=== Supplied data ===

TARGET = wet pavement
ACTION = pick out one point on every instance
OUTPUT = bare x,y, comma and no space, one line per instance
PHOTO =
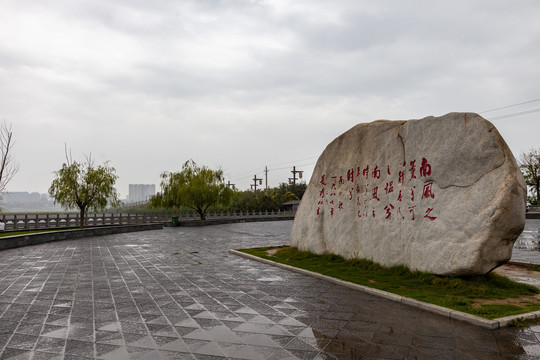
178,294
527,246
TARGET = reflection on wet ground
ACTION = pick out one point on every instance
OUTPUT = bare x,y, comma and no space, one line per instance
527,246
178,294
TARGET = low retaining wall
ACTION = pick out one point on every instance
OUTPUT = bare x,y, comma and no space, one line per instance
231,220
532,215
9,242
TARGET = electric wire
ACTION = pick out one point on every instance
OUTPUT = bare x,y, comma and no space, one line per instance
509,106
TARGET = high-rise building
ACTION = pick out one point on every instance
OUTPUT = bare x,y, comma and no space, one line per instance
141,192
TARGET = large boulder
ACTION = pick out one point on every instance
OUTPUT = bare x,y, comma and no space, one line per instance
441,194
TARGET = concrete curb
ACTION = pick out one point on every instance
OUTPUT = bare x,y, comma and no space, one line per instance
434,309
14,241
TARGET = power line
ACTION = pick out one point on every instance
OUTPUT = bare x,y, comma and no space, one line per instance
505,107
513,114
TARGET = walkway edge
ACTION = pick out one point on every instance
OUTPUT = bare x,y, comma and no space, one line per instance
15,241
435,309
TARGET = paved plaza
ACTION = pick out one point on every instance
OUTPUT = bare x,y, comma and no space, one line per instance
178,294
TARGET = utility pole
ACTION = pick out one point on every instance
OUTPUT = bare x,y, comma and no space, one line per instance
294,171
255,179
266,176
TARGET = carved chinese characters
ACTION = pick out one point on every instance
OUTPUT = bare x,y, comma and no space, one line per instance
442,195
363,189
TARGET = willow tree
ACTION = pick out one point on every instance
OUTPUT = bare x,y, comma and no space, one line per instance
85,186
196,187
8,167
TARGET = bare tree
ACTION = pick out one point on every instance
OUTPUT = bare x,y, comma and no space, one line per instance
530,167
8,167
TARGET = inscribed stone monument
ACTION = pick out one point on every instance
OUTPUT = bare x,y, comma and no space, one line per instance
440,194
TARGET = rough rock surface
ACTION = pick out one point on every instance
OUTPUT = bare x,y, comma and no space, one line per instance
440,194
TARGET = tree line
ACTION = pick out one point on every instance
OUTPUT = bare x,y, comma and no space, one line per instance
90,187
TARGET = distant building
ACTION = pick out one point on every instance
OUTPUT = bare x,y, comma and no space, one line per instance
141,192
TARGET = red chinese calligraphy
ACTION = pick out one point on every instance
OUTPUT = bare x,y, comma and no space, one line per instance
374,193
350,175
425,168
388,209
412,169
401,177
411,210
376,173
427,214
427,192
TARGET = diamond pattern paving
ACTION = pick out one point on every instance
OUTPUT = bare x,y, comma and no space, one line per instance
178,294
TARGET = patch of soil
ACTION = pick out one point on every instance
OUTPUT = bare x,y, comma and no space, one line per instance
519,301
272,252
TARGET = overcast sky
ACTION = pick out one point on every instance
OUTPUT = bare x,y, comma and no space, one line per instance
242,85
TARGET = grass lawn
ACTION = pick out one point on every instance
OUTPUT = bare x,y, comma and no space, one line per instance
490,296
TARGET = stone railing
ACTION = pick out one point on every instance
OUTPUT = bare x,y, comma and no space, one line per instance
71,220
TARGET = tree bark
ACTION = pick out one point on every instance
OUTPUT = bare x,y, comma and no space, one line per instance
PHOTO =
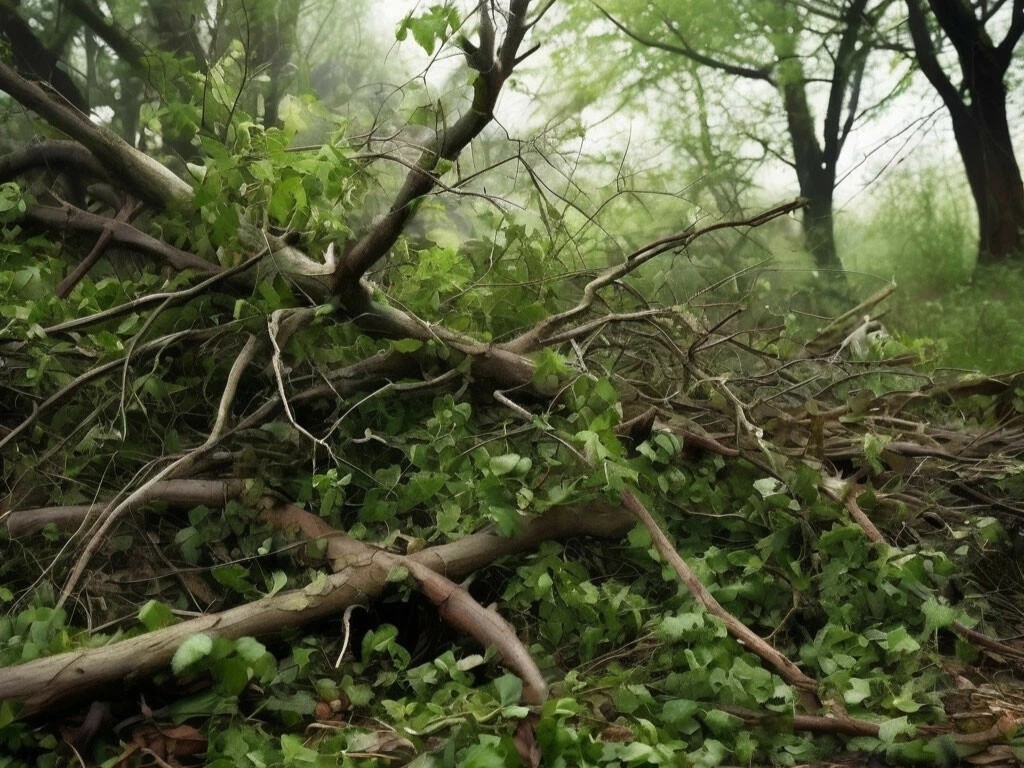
982,133
60,680
978,111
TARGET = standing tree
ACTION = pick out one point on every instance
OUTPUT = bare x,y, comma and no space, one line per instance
977,107
794,48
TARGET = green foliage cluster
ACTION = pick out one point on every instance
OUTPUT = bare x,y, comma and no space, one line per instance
920,232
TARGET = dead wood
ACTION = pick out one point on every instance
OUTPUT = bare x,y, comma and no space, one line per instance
61,680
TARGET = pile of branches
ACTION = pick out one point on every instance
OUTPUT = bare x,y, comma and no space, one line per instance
828,402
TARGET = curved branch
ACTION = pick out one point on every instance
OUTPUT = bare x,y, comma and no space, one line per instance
140,173
536,337
58,680
71,217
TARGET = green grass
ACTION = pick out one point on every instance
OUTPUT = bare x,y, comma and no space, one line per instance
921,232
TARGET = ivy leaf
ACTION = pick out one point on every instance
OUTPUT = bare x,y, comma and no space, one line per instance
192,650
858,691
156,615
279,580
891,729
509,689
502,465
937,615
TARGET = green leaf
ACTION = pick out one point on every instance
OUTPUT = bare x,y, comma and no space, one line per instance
859,690
192,650
502,465
156,615
251,649
890,730
406,345
937,615
279,580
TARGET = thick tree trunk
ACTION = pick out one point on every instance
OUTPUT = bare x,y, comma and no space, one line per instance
983,138
816,175
978,108
819,230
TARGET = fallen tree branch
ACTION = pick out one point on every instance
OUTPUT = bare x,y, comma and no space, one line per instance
111,515
805,685
186,494
70,217
59,680
455,604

===

:: Brief ::
Restate every line above exactly, omitting images.

:: Answer space ::
TARGET = wet pavement
ACTION = pick out one point on every instance
OUTPUT = bare x,y, comma and no space, one line per instance
PHOTO =
178,294
527,246
TARGET = reflection on wet ground
ACTION = pick out one point on every instance
OUTPUT = bare x,y, comma and no space, one line per instance
527,246
178,294
TARGET = low retaining wall
ACTION = pick out one point on every instance
OUTPUT = bare x,y, comma and no space, one line per instance
231,220
532,215
9,242
TARGET = electric wire
ACTION = pick out one point on every instance
OUTPUT = bare x,y, comma and no space, one line per instance
509,106
TARGET = high-rise building
ACTION = pick out one point on every instance
OUTPUT = bare x,y, comma and no space, one line per instance
141,192
TARGET = large boulder
ACTION = pick out one point on every instance
OUTPUT = bare x,y, comma and no space, one line per instance
441,194
TARGET = concrete curb
ACTION = pick out one point on every instance
OUTPUT = bare x,y, comma and no space, one line per instance
434,309
14,241
TARGET = power line
ACTION = pick out one point on every instance
OUTPUT = bare x,y, comma and no space, one line per instance
505,107
513,114
TARGET = walkway edge
ACTION = pick out one point on every instance
OUTPUT = bare x,y, comma and no space, one line per instance
15,241
435,309
TARGET = paved plaza
ACTION = pick out one point on every instance
OUTPUT = bare x,y, comma and no space, one line per instance
178,294
TARGET = utility pole
ACTION = pick out one point on every instance
OUTPUT = bare x,y, comma and no space, one line per instance
294,171
255,179
266,176
TARGET = carved chinese characters
ACTION = pick out one point on every instance
OUTPUT = bare x,y, comma and no space, one line per instance
442,195
363,189
TARGET = willow tree
ACTION = pick out one point on every instance
OUTPUT = bare x,y, comma and no space, one line per instance
85,186
196,187
8,167
TARGET = bare tree
ACTION = pick out one point on every instance
OUTPUT = bare x,y, comma and no space, one line per instance
530,167
8,167
TARGET = inscribed stone monument
ACTION = pick out one point on every instance
OUTPUT = bare x,y, comma and no space, one line per instance
440,194
TARGET = rough rock surface
ACTION = pick out one point on every instance
OUTPUT = bare x,y, comma and no space, one line per instance
440,194
TARGET = tree line
ACTION = pick out one point on every instance
OUTPUT = bare x,y, comma and no space, one line per instance
90,187
TARGET = distant building
ACTION = pick out one point on every instance
OUTPUT = bare x,y, comma and no space, one line per instance
141,192
TARGET = red chinese calligraphy
ACTION = pick out one point on every instance
OUTPUT = bare x,y, comma and no space, one line per instance
374,193
350,175
425,168
388,209
412,169
401,177
411,210
376,173
427,214
427,192
TARGET = diamond pattern paving
ACTION = pick out one point on every instance
OUTPUT = bare x,y, comma and no space, one line per instance
178,294
TARGET = patch of soil
ACTION = pick out one point on every instance
OUTPUT = bare x,y, comma and no space, one line per instance
519,301
272,252
TARGET = overcast sky
ACTION = pick out one point on every instance
OUTPUT = bare x,y, comma and no space, one line per instance
242,85
TARGET = grass lawn
ACTION = pick out one point on every instance
OUTPUT = bare x,y, comma and no space, one line per instance
490,296
TARGET = stone railing
ACTION = pick out one point on every instance
OUTPUT = bare x,y, comma and no space, one line per instance
71,220
TARGET = tree bark
ACTION = pick out one point on every instance
OUTPUT = bare x,y, comma and no space, one line per instance
PHOTO =
982,133
60,680
978,111
TARGET = standing tree
ACTION = pick out one point on every instance
OUTPUT = bare x,y, comma and no space, one line per instance
977,107
794,48
TARGET = green foliage cluster
ACTION = pick out one point on every instance
OUTPUT = bare x,y, comma and no space, one line per instance
920,232
TARGET = dead wood
ACTION = pick out one point on every instance
OUTPUT = bare x,y, comma and no space, one line per instance
61,680
TARGET = pile of branches
ACTION = pick out one point on every instance
OUTPUT = bare x,y, comma and no space, one line per instance
828,402
TARGET = curved branch
ACTION = pick out one point on every instance
OUTPUT = bare x,y, comma and no space, one line per instance
140,173
536,337
58,680
71,217
TARGET = green grass
ACTION = pick out one point on every instance
OUTPUT = bare x,y, comma and no space, one line per instance
921,232
TARGET = ivy leaf
ACTION = pick out one point on every instance
OUTPUT = bare x,y, comma and no space, one line per instance
192,650
858,691
156,615
279,580
891,729
509,689
502,465
937,615
TARGET = green leaf
ACTION = pick out one point on every instance
OUTPUT = bare x,y, comma and no space, one line per instance
859,690
192,650
502,465
156,615
251,649
890,730
406,345
937,615
279,580
TARGET = thick tree trunk
ACTION = pick out one point on every instance
OUTPUT = bare x,y, comma and no space, one line per instance
983,138
816,175
978,108
819,230
TARGET = fallen tree branch
ACTION = pick out one point on every instance
OUTPUT = bare x,y, comma and no space, one line per instance
111,515
805,685
186,494
70,217
59,680
455,604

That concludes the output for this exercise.